Exercise instructions.
1/ Reproduce the refuge volunteer passage word for word from "Some volunteers work" up to and including "planting native vegetation.".
2/ Summarize the refuge volunteer passage in two sentences.

With more than 36,000 volunteers contributing in excess of 1.4 million hours of their time, skills and talents, the U.S. Fish and Wildlife Service's volunteer program is robust and continuing to grow. The tireless efforts of our volunteers account for more than 20 percent of all the work completed on national wildlife refuges.
Volunteers and partnerships are vital to the successful management of the Oregon Coast National Wildlife Refuges. In other words, WE NEED YOU! Volunteers perform a variety of essential tasks, ranging from assisting with education and outreach to helping restore critical wildlife habitat. We greatly appreciate the exceptional work our volunteers have done and continue to do on refuge lands.
Some volunteers work full time, some a few hours a week or month or during a particular season or special event. Our volunteers are individuals who want to give back to their communities, parents who want to be good stewards of the land and set examples for their children, retired people willing to share their wealth of knowledge, concerned citizens of all ages who want to learn more about conservation, and passionate people who enjoy the outdoors and want to spread the word about America's greatest natural treasures.
Volunteer opportunities include:
• Conducting wildlife population surveys
• Leading tours and field trips for school groups and the visiting public
• Assisting with habitat improvement projects, such as pulling invasive vegetation in the refuge or planting native vegetation.
• Assisting with maintenance projects such as painting and mowing
We post all of our long term volunteer opportunities on the Volunteer.Gov website. Please visit that site for a current listing of volunteer positions or you can inquire about opportunities by sending your resume to our Volunteer Coordinator.

Record extracts.
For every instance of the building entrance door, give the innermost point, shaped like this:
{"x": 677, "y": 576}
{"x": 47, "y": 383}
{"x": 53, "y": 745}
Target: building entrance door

Per-task outputs.
1/
Some volunteers work full time, some a few hours a week or month or during a particular season or special event. Our volunteers are individuals who want to give back to their communities, parents who want to be good stewards of the land and set examples for their children, retired people willing to share their wealth of knowledge, concerned citizens of all ages who want to learn more about conservation, and passionate people who enjoy the outdoors and want to spread the word about America's greatest natural treasures.
Volunteer opportunities include:
• Conducting wildlife population surveys
• Leading tours and field trips for school groups and the visiting public
• Assisting with habitat improvement projects, such as pulling invasive vegetation in the refuge or planting native vegetation.

2/ The U.S. Fish and Wildlife Service's volunteer program has more than 36,000 volunteers contributing over 1.4 million hours, and volunteers are vital to managing the Oregon Coast National Wildlife Refuges. Opportunities include wildlife surveys, leading tours, habitat improvement, and maintenance projects, and long-term positions are posted on the Volunteer.Gov website.